▶ **WHAT THE EXERCISE ASKS**:
Filter the listing below down to the lines that contain the word "window", and copy each of those lines in full. Case counts.

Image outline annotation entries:
## Begin

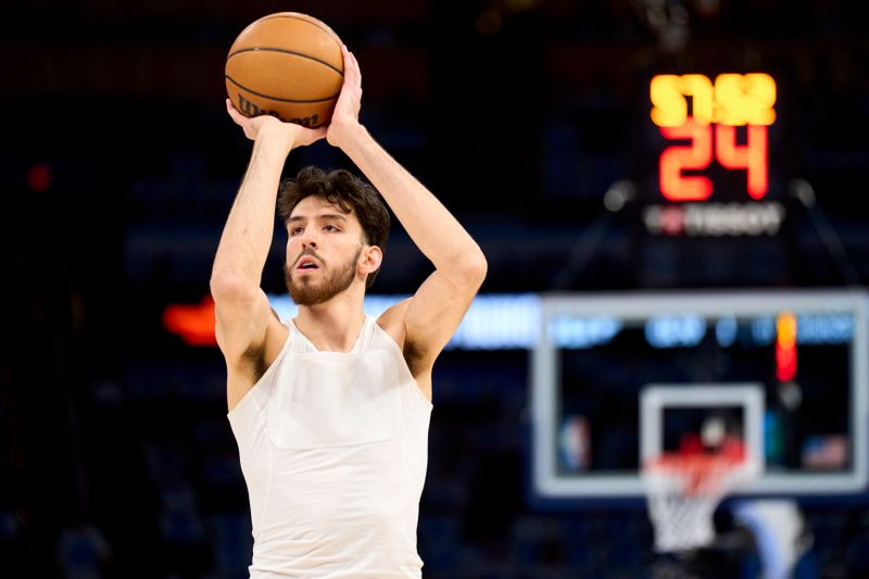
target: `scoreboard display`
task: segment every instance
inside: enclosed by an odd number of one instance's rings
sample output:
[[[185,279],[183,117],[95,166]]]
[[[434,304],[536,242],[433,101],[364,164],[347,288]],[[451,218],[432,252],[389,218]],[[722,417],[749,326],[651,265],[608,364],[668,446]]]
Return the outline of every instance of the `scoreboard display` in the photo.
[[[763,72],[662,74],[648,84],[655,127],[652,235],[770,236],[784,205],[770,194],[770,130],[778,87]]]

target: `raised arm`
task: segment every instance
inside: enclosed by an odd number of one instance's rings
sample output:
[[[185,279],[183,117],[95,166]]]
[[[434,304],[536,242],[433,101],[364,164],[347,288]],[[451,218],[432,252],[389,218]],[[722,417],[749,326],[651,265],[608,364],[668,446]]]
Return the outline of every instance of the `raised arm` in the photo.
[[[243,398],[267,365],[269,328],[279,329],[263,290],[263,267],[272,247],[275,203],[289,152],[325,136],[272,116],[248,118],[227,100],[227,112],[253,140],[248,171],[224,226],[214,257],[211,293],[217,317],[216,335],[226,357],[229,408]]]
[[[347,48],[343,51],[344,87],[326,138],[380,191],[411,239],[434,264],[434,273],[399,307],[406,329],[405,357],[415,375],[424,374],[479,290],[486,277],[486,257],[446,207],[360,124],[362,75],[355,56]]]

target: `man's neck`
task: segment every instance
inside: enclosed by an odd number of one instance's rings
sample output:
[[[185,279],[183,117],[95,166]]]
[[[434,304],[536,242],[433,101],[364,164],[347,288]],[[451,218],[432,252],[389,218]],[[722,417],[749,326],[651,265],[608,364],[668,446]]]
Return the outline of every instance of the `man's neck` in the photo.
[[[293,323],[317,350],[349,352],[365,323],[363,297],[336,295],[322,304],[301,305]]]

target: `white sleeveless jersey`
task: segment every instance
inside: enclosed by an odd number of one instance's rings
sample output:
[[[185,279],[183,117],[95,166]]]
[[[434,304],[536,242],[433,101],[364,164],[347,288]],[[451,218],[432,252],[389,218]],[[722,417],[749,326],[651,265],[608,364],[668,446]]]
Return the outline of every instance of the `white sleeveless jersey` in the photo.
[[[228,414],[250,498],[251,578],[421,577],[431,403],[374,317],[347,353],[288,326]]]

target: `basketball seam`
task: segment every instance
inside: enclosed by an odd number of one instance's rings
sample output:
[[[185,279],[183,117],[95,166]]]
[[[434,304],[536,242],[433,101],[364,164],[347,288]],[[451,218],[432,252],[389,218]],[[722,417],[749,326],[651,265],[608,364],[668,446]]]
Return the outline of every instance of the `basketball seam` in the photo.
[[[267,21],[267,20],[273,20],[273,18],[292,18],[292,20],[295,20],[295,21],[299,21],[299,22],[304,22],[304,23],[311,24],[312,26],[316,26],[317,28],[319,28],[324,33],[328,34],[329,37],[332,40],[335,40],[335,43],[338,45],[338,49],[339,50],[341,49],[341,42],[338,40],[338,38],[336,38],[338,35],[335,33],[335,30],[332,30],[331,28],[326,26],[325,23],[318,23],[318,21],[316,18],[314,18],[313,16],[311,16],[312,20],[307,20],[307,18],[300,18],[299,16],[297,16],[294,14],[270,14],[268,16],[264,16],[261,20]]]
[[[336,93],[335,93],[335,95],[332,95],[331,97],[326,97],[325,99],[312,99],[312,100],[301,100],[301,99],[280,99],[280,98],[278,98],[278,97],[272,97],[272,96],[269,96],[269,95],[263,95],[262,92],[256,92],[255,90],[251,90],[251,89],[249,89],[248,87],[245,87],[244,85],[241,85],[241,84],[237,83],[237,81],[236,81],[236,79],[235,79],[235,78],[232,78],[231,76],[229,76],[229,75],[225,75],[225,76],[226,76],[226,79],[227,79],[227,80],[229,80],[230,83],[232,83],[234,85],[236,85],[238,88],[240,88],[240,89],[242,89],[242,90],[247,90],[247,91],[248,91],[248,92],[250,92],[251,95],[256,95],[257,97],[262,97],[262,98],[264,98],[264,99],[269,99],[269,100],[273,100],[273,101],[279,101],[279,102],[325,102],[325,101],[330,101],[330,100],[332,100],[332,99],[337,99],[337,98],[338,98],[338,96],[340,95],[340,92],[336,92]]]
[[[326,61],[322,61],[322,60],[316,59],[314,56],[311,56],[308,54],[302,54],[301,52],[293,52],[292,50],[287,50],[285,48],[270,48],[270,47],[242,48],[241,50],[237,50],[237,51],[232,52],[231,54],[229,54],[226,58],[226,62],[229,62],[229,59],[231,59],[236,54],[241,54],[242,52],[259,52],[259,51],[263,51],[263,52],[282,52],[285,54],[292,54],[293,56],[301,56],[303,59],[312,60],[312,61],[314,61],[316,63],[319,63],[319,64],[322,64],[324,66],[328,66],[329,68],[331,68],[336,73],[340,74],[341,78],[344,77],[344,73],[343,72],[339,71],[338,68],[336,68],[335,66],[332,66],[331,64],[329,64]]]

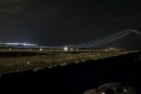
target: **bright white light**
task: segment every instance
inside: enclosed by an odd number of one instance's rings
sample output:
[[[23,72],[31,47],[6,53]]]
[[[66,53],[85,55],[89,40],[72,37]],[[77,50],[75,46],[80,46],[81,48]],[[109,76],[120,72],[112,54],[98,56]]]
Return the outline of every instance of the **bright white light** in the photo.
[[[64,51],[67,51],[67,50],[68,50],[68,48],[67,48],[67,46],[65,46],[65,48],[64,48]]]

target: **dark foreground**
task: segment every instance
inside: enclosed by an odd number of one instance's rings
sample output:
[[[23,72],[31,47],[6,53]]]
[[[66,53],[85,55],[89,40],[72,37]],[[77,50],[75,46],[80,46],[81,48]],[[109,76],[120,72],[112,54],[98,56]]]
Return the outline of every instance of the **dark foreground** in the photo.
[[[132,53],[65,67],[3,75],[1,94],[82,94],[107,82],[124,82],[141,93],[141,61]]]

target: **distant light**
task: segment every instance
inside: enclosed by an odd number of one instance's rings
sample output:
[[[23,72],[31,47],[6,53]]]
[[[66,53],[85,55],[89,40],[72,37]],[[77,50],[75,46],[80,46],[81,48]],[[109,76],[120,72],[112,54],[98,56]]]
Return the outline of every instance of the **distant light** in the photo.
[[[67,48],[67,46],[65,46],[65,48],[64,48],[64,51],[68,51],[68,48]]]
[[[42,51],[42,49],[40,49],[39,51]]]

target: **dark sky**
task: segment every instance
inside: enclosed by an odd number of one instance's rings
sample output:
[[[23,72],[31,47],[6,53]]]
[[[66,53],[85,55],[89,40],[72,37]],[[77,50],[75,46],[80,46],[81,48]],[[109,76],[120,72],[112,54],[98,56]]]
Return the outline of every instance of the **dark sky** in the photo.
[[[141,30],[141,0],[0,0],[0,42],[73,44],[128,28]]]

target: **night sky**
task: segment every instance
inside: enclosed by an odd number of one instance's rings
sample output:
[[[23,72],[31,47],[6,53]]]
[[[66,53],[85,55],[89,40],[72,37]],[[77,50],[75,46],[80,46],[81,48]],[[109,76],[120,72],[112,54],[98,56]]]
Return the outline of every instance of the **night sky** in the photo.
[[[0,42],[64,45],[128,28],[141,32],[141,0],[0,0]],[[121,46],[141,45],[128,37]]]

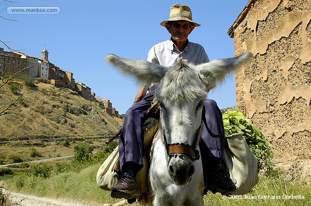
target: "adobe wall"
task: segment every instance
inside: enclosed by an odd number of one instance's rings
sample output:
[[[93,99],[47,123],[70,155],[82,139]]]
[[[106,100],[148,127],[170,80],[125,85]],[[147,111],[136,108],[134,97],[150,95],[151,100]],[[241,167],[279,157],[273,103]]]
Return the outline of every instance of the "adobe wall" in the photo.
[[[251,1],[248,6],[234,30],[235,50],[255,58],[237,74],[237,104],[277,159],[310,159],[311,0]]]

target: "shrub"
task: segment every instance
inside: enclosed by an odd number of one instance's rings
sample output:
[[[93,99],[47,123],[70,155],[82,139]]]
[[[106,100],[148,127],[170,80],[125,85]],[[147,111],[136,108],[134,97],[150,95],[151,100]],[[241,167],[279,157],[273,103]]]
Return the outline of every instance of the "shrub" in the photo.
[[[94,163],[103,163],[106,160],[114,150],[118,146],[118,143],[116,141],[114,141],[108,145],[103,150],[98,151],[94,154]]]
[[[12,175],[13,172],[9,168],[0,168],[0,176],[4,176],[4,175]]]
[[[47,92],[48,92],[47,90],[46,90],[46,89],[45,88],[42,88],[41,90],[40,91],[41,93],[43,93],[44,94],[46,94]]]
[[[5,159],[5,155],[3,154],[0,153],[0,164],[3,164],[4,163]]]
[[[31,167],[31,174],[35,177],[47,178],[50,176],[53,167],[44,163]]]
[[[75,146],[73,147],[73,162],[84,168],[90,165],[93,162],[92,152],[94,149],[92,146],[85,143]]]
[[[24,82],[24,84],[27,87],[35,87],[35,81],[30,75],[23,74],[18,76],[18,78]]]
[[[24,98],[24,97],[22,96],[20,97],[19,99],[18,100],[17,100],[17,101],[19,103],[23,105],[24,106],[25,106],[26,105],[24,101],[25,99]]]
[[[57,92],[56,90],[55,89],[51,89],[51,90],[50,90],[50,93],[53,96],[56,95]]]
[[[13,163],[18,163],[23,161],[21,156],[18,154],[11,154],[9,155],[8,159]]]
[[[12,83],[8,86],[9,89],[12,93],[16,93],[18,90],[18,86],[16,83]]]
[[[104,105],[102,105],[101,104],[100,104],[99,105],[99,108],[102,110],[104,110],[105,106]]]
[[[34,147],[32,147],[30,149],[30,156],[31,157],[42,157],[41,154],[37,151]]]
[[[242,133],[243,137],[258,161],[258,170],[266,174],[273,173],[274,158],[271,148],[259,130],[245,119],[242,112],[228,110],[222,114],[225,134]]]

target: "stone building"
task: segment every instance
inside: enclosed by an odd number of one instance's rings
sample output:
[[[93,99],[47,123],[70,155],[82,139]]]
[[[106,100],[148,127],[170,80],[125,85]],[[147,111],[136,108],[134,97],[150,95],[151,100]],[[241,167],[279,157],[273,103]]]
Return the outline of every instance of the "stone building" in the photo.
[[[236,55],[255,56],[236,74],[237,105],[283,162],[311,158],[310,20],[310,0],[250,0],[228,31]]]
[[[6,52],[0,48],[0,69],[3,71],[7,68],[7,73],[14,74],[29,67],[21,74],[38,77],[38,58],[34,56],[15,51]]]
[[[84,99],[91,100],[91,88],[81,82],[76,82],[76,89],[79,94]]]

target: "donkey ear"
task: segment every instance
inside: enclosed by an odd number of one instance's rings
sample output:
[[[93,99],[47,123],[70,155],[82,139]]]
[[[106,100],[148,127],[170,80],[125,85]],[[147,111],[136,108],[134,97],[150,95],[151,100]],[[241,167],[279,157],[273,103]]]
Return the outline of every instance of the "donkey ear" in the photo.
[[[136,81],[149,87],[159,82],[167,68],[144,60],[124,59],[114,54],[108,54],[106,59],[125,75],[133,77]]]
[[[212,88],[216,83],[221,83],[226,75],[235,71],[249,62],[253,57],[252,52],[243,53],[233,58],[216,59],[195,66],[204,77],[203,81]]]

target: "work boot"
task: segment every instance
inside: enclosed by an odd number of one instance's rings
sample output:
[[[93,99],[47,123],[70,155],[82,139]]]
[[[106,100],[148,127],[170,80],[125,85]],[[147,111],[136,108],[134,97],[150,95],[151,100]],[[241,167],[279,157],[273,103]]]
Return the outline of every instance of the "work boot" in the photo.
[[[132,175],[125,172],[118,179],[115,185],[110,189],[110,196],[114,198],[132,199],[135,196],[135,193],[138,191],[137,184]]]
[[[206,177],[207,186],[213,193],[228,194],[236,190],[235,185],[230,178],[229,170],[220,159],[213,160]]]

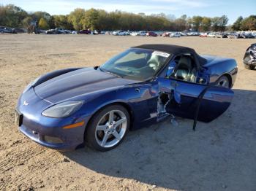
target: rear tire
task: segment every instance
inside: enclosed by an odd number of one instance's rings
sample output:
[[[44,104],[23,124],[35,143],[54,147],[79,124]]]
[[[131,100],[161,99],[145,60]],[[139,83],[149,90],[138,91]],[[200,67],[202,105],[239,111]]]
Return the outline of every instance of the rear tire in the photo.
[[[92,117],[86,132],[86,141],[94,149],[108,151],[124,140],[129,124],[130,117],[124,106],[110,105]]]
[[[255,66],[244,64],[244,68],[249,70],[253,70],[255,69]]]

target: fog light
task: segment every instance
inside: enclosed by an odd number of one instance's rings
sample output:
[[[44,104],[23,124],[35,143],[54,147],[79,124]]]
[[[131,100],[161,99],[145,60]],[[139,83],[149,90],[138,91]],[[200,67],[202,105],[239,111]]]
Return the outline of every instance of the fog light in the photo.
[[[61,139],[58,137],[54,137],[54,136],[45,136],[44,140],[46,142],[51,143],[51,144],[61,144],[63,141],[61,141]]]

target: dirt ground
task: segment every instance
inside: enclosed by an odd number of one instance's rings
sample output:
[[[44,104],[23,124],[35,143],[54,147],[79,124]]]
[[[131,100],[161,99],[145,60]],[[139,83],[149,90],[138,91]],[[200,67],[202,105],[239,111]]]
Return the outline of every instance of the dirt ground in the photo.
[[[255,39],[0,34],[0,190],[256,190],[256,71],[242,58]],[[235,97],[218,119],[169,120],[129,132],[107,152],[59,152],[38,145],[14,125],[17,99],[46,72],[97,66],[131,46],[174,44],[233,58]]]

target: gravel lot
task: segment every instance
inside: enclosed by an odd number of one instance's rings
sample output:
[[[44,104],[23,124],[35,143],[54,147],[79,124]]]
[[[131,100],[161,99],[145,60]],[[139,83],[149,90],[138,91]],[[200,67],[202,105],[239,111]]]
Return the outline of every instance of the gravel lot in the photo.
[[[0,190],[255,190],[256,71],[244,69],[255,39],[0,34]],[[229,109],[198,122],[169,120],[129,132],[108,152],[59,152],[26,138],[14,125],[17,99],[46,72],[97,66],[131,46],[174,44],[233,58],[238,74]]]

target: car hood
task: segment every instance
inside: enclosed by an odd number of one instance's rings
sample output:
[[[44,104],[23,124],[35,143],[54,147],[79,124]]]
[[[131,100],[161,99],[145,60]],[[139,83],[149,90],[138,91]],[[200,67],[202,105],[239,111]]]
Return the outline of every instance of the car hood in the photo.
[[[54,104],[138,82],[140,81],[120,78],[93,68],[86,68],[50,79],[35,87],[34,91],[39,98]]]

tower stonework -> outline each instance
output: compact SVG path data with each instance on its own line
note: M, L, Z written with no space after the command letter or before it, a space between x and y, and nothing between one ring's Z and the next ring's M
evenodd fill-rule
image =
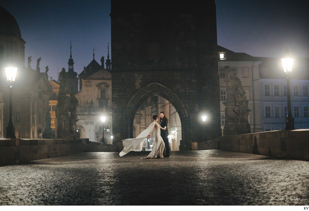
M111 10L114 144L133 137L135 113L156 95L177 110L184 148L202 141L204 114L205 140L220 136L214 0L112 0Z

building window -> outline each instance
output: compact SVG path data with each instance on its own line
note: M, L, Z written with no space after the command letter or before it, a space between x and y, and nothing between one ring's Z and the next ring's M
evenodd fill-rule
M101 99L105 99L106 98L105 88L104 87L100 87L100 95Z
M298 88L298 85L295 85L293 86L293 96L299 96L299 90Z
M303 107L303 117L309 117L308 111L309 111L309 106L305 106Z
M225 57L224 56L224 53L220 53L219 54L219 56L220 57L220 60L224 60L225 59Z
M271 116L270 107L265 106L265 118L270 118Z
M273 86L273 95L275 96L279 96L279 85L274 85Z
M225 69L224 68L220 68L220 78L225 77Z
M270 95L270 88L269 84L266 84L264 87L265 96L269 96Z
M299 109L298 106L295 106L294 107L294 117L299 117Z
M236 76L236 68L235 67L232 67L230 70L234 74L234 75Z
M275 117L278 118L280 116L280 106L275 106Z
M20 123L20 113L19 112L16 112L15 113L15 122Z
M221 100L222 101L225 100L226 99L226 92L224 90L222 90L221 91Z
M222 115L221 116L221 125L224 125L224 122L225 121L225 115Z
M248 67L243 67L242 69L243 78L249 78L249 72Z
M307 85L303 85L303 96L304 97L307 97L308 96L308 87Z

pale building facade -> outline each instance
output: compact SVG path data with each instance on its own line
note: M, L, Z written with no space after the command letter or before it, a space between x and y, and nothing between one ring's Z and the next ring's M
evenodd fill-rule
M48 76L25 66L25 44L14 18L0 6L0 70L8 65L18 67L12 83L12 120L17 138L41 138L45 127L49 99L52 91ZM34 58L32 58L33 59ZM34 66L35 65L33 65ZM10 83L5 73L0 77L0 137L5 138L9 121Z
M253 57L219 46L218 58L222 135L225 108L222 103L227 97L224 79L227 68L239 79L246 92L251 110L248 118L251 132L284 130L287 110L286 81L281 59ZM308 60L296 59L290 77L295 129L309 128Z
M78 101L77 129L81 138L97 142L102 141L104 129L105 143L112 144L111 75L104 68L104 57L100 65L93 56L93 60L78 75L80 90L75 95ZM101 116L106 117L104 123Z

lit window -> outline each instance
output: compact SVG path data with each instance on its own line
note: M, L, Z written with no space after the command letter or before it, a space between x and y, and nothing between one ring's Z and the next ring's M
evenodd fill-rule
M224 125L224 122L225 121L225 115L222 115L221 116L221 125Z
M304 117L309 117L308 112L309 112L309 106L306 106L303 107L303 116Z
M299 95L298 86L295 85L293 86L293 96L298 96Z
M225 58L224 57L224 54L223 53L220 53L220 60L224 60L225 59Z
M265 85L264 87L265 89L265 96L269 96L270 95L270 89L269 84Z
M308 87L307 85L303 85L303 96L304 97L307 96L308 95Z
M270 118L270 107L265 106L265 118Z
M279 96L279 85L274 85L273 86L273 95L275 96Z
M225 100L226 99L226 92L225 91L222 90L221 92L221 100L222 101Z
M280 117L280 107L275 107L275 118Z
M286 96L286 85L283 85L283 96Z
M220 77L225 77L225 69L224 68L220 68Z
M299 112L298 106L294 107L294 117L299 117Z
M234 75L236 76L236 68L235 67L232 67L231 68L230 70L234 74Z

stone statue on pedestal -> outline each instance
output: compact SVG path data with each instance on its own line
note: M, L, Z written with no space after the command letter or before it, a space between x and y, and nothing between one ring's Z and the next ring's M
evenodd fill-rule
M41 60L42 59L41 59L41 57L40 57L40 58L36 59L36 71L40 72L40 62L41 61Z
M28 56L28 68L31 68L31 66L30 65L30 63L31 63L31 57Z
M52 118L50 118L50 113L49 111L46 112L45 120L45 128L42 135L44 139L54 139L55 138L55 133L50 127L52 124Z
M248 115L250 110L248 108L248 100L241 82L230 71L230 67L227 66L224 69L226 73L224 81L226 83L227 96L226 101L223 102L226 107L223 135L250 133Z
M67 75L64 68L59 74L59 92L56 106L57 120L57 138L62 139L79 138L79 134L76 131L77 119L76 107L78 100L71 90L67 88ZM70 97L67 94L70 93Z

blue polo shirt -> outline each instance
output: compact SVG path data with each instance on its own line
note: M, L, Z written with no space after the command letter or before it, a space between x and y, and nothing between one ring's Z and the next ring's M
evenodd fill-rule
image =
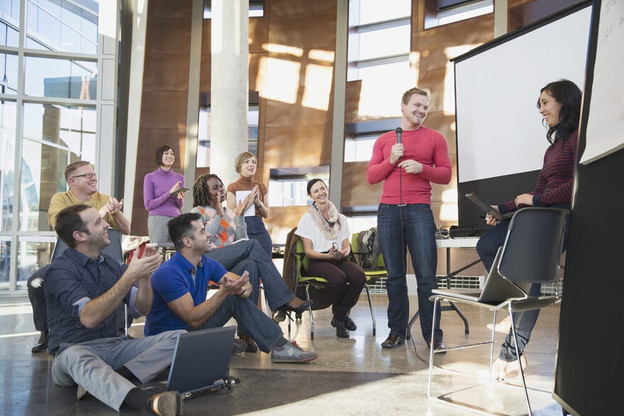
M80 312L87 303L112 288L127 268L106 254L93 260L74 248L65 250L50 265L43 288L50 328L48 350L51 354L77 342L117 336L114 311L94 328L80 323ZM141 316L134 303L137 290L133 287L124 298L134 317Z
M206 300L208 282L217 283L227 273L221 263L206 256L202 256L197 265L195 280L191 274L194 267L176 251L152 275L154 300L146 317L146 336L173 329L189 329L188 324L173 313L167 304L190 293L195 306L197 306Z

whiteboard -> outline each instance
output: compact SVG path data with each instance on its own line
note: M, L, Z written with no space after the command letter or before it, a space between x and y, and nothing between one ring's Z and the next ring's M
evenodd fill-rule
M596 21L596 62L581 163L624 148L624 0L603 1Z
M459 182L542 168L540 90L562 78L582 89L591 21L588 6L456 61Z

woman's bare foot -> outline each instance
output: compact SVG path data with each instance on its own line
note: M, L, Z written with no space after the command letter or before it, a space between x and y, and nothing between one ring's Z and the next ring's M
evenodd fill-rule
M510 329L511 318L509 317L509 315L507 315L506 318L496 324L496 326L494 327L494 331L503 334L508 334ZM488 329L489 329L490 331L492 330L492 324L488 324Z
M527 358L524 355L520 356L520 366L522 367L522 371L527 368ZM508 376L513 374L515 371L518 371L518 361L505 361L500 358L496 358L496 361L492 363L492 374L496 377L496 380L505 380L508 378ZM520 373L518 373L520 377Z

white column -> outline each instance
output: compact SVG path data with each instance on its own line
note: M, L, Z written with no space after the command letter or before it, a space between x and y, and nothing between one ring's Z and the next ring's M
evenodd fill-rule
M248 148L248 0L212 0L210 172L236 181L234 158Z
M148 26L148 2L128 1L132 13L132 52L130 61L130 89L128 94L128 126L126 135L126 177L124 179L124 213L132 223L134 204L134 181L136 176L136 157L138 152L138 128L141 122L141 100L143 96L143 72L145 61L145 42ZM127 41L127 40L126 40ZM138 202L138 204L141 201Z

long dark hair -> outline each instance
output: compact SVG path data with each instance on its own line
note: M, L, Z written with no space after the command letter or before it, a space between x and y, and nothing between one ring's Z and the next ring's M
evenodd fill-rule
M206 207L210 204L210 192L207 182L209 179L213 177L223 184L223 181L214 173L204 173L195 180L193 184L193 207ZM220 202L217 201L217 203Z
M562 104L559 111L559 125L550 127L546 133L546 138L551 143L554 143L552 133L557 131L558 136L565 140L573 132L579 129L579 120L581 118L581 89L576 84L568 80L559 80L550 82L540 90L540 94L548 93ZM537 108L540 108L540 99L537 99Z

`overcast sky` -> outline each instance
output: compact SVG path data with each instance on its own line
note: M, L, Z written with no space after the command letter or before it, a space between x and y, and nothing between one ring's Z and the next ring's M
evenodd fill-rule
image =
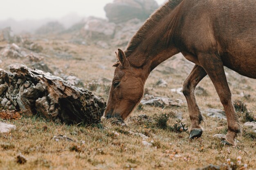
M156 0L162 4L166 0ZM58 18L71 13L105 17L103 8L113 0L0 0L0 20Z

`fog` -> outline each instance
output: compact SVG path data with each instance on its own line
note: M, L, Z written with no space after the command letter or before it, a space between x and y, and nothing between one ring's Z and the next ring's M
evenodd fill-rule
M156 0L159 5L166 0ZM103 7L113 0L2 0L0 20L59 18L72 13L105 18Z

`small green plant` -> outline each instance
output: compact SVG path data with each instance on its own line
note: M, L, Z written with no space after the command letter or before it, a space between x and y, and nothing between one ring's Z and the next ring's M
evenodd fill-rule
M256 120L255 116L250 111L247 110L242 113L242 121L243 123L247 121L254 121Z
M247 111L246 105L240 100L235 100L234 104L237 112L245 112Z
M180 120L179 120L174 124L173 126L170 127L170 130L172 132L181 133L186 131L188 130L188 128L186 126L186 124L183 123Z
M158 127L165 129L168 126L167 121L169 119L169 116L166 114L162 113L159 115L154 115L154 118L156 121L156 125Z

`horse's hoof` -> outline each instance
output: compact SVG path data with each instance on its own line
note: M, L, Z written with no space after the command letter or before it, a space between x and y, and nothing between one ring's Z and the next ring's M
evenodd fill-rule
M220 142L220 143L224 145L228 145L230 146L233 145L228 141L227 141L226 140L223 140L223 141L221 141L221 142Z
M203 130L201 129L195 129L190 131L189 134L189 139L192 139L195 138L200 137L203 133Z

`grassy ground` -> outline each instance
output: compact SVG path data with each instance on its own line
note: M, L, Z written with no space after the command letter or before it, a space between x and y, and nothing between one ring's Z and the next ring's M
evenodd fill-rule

## End

▶ **RESPONSE TO THIS TASK**:
building window -> outline each instance
lit window -> outline each instance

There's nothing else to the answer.